**Directive**
Format the rows below as a Markdown table with the columns Number and Line, one entry per line with blank lines left out. Cover only the part that opens with the first line and closes with the line containing "xmin=280 ymin=321 xmax=1008 ymax=571".

**Saved data entries**
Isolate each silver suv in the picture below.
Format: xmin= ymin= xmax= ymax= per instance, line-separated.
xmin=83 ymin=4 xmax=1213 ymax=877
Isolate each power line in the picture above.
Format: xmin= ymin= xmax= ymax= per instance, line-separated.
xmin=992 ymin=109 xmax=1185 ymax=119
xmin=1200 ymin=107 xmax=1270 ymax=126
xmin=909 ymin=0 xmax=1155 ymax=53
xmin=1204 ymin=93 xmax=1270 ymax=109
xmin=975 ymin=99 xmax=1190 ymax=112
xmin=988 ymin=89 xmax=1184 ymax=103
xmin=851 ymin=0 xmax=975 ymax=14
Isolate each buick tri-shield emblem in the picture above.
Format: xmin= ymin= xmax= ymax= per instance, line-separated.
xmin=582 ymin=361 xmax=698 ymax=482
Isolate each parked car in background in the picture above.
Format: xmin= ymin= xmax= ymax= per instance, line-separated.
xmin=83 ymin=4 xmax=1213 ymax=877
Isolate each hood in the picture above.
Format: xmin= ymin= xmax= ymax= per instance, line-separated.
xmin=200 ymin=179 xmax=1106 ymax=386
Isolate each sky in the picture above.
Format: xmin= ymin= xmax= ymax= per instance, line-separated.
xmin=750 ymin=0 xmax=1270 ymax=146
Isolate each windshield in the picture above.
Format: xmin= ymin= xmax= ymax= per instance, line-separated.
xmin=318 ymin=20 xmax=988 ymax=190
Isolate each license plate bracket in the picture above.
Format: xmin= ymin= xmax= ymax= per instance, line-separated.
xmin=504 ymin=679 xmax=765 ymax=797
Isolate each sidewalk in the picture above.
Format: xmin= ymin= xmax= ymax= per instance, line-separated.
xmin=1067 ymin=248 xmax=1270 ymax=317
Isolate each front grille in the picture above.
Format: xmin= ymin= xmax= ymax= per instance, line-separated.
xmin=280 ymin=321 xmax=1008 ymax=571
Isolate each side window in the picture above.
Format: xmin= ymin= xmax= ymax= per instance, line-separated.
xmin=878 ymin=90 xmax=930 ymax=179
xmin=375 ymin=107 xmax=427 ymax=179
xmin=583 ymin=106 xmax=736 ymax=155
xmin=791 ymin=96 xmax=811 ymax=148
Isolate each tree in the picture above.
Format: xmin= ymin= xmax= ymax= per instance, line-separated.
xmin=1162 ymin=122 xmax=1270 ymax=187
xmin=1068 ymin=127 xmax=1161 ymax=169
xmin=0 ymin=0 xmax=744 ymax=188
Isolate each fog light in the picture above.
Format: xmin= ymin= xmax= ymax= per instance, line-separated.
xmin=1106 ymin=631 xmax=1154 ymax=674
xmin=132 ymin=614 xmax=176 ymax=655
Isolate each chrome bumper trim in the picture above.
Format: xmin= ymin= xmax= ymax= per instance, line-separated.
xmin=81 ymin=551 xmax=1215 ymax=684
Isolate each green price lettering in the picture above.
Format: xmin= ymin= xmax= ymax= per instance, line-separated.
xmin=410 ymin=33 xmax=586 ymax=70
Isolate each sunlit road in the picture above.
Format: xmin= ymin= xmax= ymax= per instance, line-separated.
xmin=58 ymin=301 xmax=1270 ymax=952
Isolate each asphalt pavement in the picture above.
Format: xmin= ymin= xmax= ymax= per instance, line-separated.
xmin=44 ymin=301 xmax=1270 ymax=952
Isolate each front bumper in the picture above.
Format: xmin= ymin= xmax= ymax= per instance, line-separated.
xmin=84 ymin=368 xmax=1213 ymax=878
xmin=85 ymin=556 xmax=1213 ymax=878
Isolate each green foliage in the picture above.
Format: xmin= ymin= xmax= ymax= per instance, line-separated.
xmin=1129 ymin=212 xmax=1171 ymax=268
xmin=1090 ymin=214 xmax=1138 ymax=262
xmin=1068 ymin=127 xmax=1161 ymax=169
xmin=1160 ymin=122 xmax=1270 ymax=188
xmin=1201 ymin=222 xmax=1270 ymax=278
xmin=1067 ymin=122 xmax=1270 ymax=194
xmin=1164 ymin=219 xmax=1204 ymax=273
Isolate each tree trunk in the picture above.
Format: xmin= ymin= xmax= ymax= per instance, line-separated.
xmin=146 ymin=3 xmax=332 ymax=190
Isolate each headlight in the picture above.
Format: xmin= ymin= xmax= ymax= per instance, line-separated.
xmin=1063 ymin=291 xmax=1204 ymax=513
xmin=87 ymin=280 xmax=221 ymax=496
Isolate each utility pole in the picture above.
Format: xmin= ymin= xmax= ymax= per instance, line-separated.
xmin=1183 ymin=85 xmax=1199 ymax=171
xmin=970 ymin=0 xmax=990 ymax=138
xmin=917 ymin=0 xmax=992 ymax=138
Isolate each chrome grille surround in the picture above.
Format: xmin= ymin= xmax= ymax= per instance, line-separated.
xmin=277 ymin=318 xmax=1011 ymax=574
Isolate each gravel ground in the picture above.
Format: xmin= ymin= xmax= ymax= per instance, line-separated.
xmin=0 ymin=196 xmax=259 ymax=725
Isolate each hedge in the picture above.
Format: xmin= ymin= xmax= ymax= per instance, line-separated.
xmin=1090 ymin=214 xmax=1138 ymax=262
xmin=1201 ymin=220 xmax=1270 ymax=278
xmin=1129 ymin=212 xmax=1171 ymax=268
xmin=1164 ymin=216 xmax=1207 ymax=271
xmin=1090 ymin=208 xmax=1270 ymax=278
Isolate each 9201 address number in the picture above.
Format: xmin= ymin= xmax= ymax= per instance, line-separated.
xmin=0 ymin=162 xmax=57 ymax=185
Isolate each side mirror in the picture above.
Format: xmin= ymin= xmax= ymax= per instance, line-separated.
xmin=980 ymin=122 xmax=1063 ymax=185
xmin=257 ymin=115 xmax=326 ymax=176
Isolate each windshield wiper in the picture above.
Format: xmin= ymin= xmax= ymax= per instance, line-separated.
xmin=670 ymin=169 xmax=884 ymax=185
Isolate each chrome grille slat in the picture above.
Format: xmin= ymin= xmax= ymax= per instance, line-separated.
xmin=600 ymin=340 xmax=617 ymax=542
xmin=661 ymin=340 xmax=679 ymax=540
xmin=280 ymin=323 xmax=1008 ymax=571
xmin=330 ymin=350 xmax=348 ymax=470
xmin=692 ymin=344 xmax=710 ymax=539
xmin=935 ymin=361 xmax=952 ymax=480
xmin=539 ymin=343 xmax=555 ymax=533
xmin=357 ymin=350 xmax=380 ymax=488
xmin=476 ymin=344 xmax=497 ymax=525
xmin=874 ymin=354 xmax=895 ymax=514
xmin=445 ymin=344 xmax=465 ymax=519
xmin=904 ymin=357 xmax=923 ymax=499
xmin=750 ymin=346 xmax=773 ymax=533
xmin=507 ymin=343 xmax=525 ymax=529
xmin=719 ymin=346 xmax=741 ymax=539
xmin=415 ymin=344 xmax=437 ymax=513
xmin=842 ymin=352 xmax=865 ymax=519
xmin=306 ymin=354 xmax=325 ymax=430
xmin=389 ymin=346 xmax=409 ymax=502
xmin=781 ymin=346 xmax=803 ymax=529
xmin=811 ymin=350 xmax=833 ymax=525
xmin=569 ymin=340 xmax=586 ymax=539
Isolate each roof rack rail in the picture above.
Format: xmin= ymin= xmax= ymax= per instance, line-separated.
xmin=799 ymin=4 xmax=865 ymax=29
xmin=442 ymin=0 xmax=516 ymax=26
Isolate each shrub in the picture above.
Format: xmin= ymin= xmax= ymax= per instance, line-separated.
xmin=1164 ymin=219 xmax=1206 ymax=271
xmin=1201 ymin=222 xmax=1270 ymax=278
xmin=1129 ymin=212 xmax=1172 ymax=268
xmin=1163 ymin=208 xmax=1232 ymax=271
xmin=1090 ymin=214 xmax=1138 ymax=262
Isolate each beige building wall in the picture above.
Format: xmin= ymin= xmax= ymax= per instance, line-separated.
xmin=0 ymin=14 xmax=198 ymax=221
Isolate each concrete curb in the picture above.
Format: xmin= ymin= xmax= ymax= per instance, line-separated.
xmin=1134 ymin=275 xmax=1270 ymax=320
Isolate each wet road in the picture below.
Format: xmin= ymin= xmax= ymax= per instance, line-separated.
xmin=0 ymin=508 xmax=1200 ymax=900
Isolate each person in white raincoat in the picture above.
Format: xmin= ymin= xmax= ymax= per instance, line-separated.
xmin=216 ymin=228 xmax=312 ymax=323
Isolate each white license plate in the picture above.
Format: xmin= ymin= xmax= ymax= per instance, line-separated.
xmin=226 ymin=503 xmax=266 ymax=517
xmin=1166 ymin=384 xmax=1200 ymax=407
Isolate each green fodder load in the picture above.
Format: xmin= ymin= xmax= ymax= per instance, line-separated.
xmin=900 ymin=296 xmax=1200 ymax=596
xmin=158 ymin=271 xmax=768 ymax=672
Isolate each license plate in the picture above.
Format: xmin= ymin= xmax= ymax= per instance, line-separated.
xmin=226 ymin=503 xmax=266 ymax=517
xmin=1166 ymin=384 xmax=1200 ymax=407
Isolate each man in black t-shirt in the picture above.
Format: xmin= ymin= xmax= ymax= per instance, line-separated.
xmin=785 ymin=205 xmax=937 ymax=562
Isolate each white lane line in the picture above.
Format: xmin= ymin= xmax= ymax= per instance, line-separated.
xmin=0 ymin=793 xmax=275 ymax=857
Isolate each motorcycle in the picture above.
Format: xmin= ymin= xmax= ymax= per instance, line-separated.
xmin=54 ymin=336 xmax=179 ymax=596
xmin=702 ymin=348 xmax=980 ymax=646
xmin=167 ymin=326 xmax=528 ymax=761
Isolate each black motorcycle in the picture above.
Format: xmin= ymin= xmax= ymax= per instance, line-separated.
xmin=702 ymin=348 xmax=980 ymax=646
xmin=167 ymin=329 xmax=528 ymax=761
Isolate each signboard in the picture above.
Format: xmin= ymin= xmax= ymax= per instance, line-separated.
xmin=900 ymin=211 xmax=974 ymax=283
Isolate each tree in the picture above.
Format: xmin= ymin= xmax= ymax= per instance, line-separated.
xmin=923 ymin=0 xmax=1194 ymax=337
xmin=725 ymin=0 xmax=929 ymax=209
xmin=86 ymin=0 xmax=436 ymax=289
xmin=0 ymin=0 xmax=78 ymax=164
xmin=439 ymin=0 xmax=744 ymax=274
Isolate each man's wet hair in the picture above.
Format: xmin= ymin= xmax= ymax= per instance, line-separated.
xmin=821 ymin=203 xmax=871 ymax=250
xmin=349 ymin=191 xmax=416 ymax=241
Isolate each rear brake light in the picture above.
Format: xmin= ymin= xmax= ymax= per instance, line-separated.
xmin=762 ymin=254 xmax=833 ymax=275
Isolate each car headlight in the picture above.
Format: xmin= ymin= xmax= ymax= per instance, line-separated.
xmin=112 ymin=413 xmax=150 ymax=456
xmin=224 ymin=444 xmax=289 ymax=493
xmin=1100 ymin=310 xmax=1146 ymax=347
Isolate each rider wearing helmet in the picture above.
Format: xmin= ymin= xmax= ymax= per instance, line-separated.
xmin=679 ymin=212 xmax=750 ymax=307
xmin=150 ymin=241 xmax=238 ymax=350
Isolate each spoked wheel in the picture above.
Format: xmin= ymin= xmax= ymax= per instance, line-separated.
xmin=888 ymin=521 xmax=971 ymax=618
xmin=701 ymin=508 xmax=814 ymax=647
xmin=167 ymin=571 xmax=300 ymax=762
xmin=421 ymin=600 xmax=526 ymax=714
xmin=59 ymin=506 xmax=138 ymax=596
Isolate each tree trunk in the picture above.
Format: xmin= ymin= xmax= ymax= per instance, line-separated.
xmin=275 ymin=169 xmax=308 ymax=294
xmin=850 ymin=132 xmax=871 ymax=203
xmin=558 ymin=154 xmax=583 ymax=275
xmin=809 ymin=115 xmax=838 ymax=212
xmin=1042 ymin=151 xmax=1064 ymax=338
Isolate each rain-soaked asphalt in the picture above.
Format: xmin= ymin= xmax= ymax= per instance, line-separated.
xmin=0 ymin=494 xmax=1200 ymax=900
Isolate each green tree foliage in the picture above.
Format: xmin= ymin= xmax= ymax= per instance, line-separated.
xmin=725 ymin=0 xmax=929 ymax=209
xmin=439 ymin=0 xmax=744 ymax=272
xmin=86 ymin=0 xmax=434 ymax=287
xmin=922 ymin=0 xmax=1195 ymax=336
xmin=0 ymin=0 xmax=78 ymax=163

**Exercise solution**
| Number | Line |
|---|---|
| 1 | Isolate each silver suv in the picture below. |
| 2 | Format: xmin= ymin= xmax= ymax= per instance, line-separated. |
| 3 | xmin=83 ymin=4 xmax=1213 ymax=877 |
| 4 | Isolate each power line in the picture above. |
| 5 | Format: xmin= ymin= xmax= ymax= per instance, line-separated. |
| 6 | xmin=992 ymin=109 xmax=1185 ymax=119 |
| 7 | xmin=1200 ymin=107 xmax=1270 ymax=126 |
| 8 | xmin=909 ymin=0 xmax=1155 ymax=53 |
| 9 | xmin=1204 ymin=93 xmax=1270 ymax=109 |
| 10 | xmin=975 ymin=99 xmax=1190 ymax=112 |
| 11 | xmin=988 ymin=89 xmax=1184 ymax=103 |
| 12 | xmin=851 ymin=0 xmax=975 ymax=14 |
| 13 | Isolate each buick tri-shield emblem in the picture above. |
| 14 | Format: xmin= ymin= xmax= ymax= per instance, line-separated. |
| 15 | xmin=582 ymin=361 xmax=698 ymax=482 |
| 16 | Isolate each parked car in background in the picture above. |
| 17 | Format: xmin= ymin= xmax= ymax= per instance, line-separated. |
| 18 | xmin=83 ymin=4 xmax=1213 ymax=877 |
| 19 | Isolate each hood in the picture above. |
| 20 | Format: xmin= ymin= xmax= ymax= per instance, line-separated. |
| 21 | xmin=200 ymin=179 xmax=1106 ymax=386 |
| 22 | Isolate each sky in the picture above. |
| 23 | Format: xmin= ymin= xmax= ymax= per instance, line-separated. |
| 24 | xmin=750 ymin=0 xmax=1270 ymax=146 |
| 25 | Isolate each windshield in the picture above. |
| 26 | Format: xmin= ymin= xmax= ymax= per instance, line-separated. |
| 27 | xmin=318 ymin=20 xmax=988 ymax=190 |
| 28 | Isolate each license plate bracket in the picture above. |
| 29 | Format: xmin= ymin= xmax= ymax= per instance, line-separated. |
| 30 | xmin=504 ymin=679 xmax=765 ymax=797 |
| 31 | Isolate each sidewalk in the picture above. |
| 32 | Format: xmin= ymin= xmax= ymax= per instance, line-separated. |
| 33 | xmin=1067 ymin=248 xmax=1270 ymax=317 |
| 34 | Isolate each front grille in the picture above. |
| 35 | Format: xmin= ymin= xmax= ymax= per instance, line-separated. |
| 36 | xmin=280 ymin=321 xmax=1008 ymax=571 |